---------- Document excerpt ----------

Sec. 552.102. REPORTING REQUIREMENTS. (a) Each sandbox

participant must submit quarterly reports to the department, which

shall include:

(1) system performance metrics;

(2) updates on how the system mitigates any risks

associated with its operation; and

(3) feedback from consumers and affected stakeholders

that are using a product that has been deployed from this section.

(b) The department must submit an annual report to the

legislature detailing:

(1) the number of participants in the sandbox program;

(2) the overall performance and impact of artificial

intelligence systems tested within the program; and

(3) recommendations for future legislative or regulatory

reforms.

CHAPTER 553. TEXAS ARTIFICIAL INTELLIGENCE COUNCIL

SUBCHAPTER A. CREATION AND ORGANIZATION OF COUNCIL

Sec. 553.001. CREATION OF COUNCIL. (a) The Artificial

Intelligence Council is administratively attached to the office of

the governor, and the office of the governor shall provide

administrative support to the council as provided by this section.

The equal employment opportunity officer and the internal auditor

of the office of the governor shall serve the same functions for

the council as they serve for the office of the governor.

(b) The office of the governor and the council shall enter

into a memorandum of understanding detailing:

(1) the administrative support the council requires

from the office of the governor to fulfill the purposes

of this chapter;

(2) the reimbursement of administrative expenses to the

office of the governor; and

(3) any other provisions available by law to ensure the

efficient operation of the council as attached to the office

of the governor.

(c) The purpose of the council is to:

(1) Issue advisory opinions on the ethical and legal

use of AI;

(2) Offer guidance and recommendations to state

agencies; and

(3) Ensure that artificial intelligence development in

the state is safe, ethical, and in the public interest.

Sec. 553.002. COUNCIL MEMBERSHIP. (a) The council is composed

of eight members as follows:

(1) four members appointed by the governor;

(2) two members appointed by the lieutenant governor;

and

(3) two members appointed by the speaker of the house of

representatives.

(b) Members serve staggered four-year terms, with the terms

of four members expiring every two years.

(c) The governor shall appoint a chair from among the members,

and the council shall elect a vice chair from its membership.

(d) The council may establish an advisory board composed of

individuals from the public who possess expertise directly related

to the council's functions, including technical, ethical,

regulatory, and other relevant areas.

Sec. 553.003. QUALIFICATIONS. (a) Members of the council must

be Texas residents and have knowledge or expertise in one or more

of the following areas:

(1) artificial intelligence technologies;

(2) data privacy and security;

(3) ethics in technology or law;

(4) public policy and regulation; or

(5) risk management or safety related to artificial

intelligence systems.

(b) Members must not hold an office or profit under the state

or federal government at the time of appointment.

Sec. 553.004. STAFF AND ADMINISTRATION. The council may

employ an executive director and other personnel as necessary to

perform its duties.

SUBCHAPTER B. POWERS AND DUTIES OF THE COUNCIL

Sec. 553.101. ISSUANCE OF ADVISORY OPINIONS. (a) A state

agency may request a written advisory opinion from the council

regarding the use of artificial intelligence systems in the state.

(b) The council may issue advisory opinions on:

(1) the compliance of artificial intelligence systems

with Texas law;

(2) the ethical implications of artificial intelligence

deployments in the state;

(3) data privacy and security concerns related to

artificial intelligence systems; or

(4) potential liability or legal risks associated with the

use of AI.

----------

Directives.
1: In the statute excerpt, what must the memorandum of understanding between the office of the governor and the council detail, and what purposes does the text give for it?
2: From the statute excerpt, reproduce word for word the part that opens with the words containing "of the following" and closes with "intelligence systems.".
3: List every area of knowledge or expertise that the statute excerpt accepts as a qualification for council members.

---------- Collected material ----------

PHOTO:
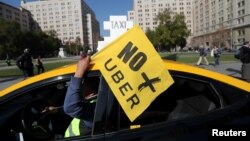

----------

Results of the tasks.
1: It must detail the administrative support the council needs from the office of the governor, the reimbursement of administrative expenses to that office, and any other provisions available by law. The support is required so the council can fulfill the purposes of the chapter. The other provisions are meant to ensure the council operates efficiently while attached to the office of the governor.

2:
of the following areas:

(1) artificial intelligence technologies;

(2) data privacy and security;

(3) ethics in technology or law;

(4) public policy and regulation; or

(5) risk management or safety related to artificial

intelligence systems.

3:
1. Artificial intelligence technologies
2. Data privacy and security
3. Ethics in technology or law
4. Public policy and regulation
5. Risk management or safety related to artificial intelligence systems